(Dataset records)
▼

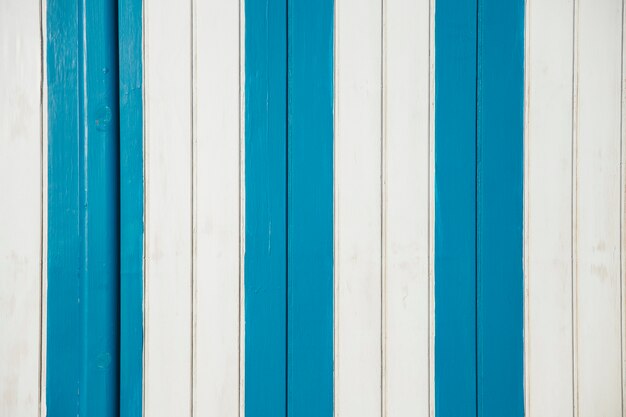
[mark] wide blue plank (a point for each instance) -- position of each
(500, 208)
(455, 208)
(83, 220)
(265, 267)
(310, 208)
(131, 207)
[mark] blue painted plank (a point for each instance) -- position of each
(131, 207)
(455, 208)
(310, 208)
(83, 246)
(500, 208)
(265, 264)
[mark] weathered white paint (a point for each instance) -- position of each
(548, 208)
(598, 201)
(358, 208)
(168, 208)
(574, 208)
(21, 207)
(406, 182)
(216, 189)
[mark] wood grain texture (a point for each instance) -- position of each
(406, 198)
(168, 208)
(217, 203)
(548, 205)
(597, 207)
(21, 207)
(358, 208)
(310, 208)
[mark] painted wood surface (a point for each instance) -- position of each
(310, 208)
(499, 223)
(407, 195)
(168, 208)
(21, 187)
(455, 208)
(130, 42)
(548, 208)
(216, 181)
(265, 270)
(358, 208)
(83, 210)
(574, 208)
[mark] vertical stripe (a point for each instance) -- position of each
(455, 208)
(358, 208)
(548, 203)
(406, 202)
(265, 207)
(500, 121)
(597, 175)
(216, 191)
(130, 27)
(168, 208)
(310, 208)
(21, 206)
(83, 251)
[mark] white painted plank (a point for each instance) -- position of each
(358, 213)
(20, 210)
(406, 207)
(216, 308)
(548, 206)
(598, 217)
(168, 208)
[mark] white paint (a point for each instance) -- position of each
(358, 210)
(406, 207)
(21, 207)
(217, 186)
(168, 208)
(548, 208)
(598, 202)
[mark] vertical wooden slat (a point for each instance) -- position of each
(168, 209)
(597, 199)
(21, 219)
(548, 217)
(358, 208)
(217, 111)
(406, 202)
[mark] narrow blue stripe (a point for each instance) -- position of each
(131, 207)
(83, 245)
(266, 207)
(500, 208)
(310, 208)
(455, 208)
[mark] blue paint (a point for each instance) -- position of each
(265, 266)
(310, 208)
(455, 208)
(131, 207)
(500, 208)
(83, 209)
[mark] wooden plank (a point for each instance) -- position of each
(499, 162)
(406, 201)
(358, 208)
(266, 208)
(130, 41)
(548, 205)
(310, 208)
(21, 219)
(216, 190)
(597, 207)
(168, 208)
(455, 208)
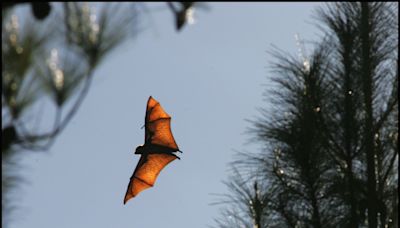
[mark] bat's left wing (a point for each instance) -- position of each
(146, 172)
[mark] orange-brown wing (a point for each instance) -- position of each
(146, 173)
(158, 126)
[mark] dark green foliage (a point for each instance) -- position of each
(330, 157)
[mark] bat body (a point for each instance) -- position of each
(157, 151)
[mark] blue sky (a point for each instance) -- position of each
(209, 77)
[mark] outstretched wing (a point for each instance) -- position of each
(158, 126)
(146, 172)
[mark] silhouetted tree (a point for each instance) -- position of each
(334, 121)
(49, 57)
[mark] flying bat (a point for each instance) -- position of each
(157, 151)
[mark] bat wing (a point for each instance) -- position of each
(146, 172)
(158, 126)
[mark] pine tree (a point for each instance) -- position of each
(330, 140)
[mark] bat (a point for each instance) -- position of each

▲

TASK TO COMPLETE
Reproduce every one of the records above word for word, leaving out the pictures.

TASK RESULT
[mark] wide blue plank (a point for each instance) -- position of each
(500, 208)
(455, 208)
(83, 220)
(265, 267)
(310, 208)
(131, 207)
[mark] blue painted plank (a point for each instance) -- position of each
(131, 207)
(455, 208)
(310, 208)
(83, 246)
(500, 208)
(265, 264)
[mark] weathered white paint (a point for each instance) -- position of each
(548, 208)
(598, 201)
(358, 208)
(168, 208)
(574, 208)
(21, 207)
(406, 182)
(216, 189)
[mark] wood grain texture (a point for each instance) -- position of each
(406, 198)
(168, 208)
(217, 203)
(548, 205)
(597, 207)
(21, 207)
(358, 208)
(310, 208)
[mark] painted wood surface (a point for each instance) -- position of each
(310, 208)
(499, 223)
(407, 195)
(168, 208)
(21, 187)
(455, 208)
(130, 42)
(548, 208)
(216, 181)
(265, 270)
(358, 208)
(83, 210)
(574, 208)
[mark] vertical stripe (a point for each instance) -- position of each
(455, 208)
(358, 208)
(548, 203)
(406, 202)
(265, 207)
(500, 121)
(597, 175)
(216, 191)
(130, 27)
(168, 208)
(310, 208)
(21, 206)
(83, 251)
[mark] white painted plank (a point for each instance) -- position of each
(358, 213)
(20, 210)
(406, 207)
(216, 308)
(548, 206)
(598, 217)
(168, 208)
[mark] white paint (a point for each instance) -- position of each
(358, 210)
(406, 207)
(21, 207)
(217, 186)
(168, 208)
(548, 208)
(598, 202)
[mark] vertical wooden slat (a point for each instance) -- position of each
(168, 209)
(597, 199)
(21, 219)
(548, 217)
(358, 208)
(217, 111)
(406, 202)
[mark] narrow blue stripe (a point for each instance) -- position of each
(131, 207)
(83, 245)
(266, 207)
(500, 208)
(310, 208)
(455, 208)
[mark] blue paint (a point for each instance) -- position of each
(265, 266)
(310, 208)
(455, 208)
(131, 207)
(500, 208)
(83, 209)
[mark] wooden plank (a point for each instance) -- position of each
(499, 162)
(406, 201)
(358, 208)
(266, 208)
(130, 41)
(548, 205)
(310, 208)
(21, 219)
(216, 190)
(597, 207)
(168, 208)
(455, 208)
[mark] bat's left wing (a point for each instance) -- position of each
(146, 172)
[mark] orange-brown wing (a point for each instance) -- position of each
(146, 173)
(158, 126)
[mark] dark green foliage (a point for each instance) -- position of each
(330, 157)
[mark] bat body (a point for each instance) -- position of each
(157, 151)
[mark] blue sky (a point for each instance) -- position of each
(209, 77)
[mark] outstretched wing (a point for each instance) -- position of each
(158, 126)
(146, 172)
[mark] silhouetted tree (a point for each instance) -- position of each
(334, 121)
(49, 57)
[mark] flying bat (a point for each instance) -- position of each
(157, 151)
[mark] bat wing (a point for each instance) -- position of each
(146, 172)
(158, 126)
[mark] pine tree (a point for each instance) -- position of each
(330, 140)
[mark] bat (a point for each instance) -- position of each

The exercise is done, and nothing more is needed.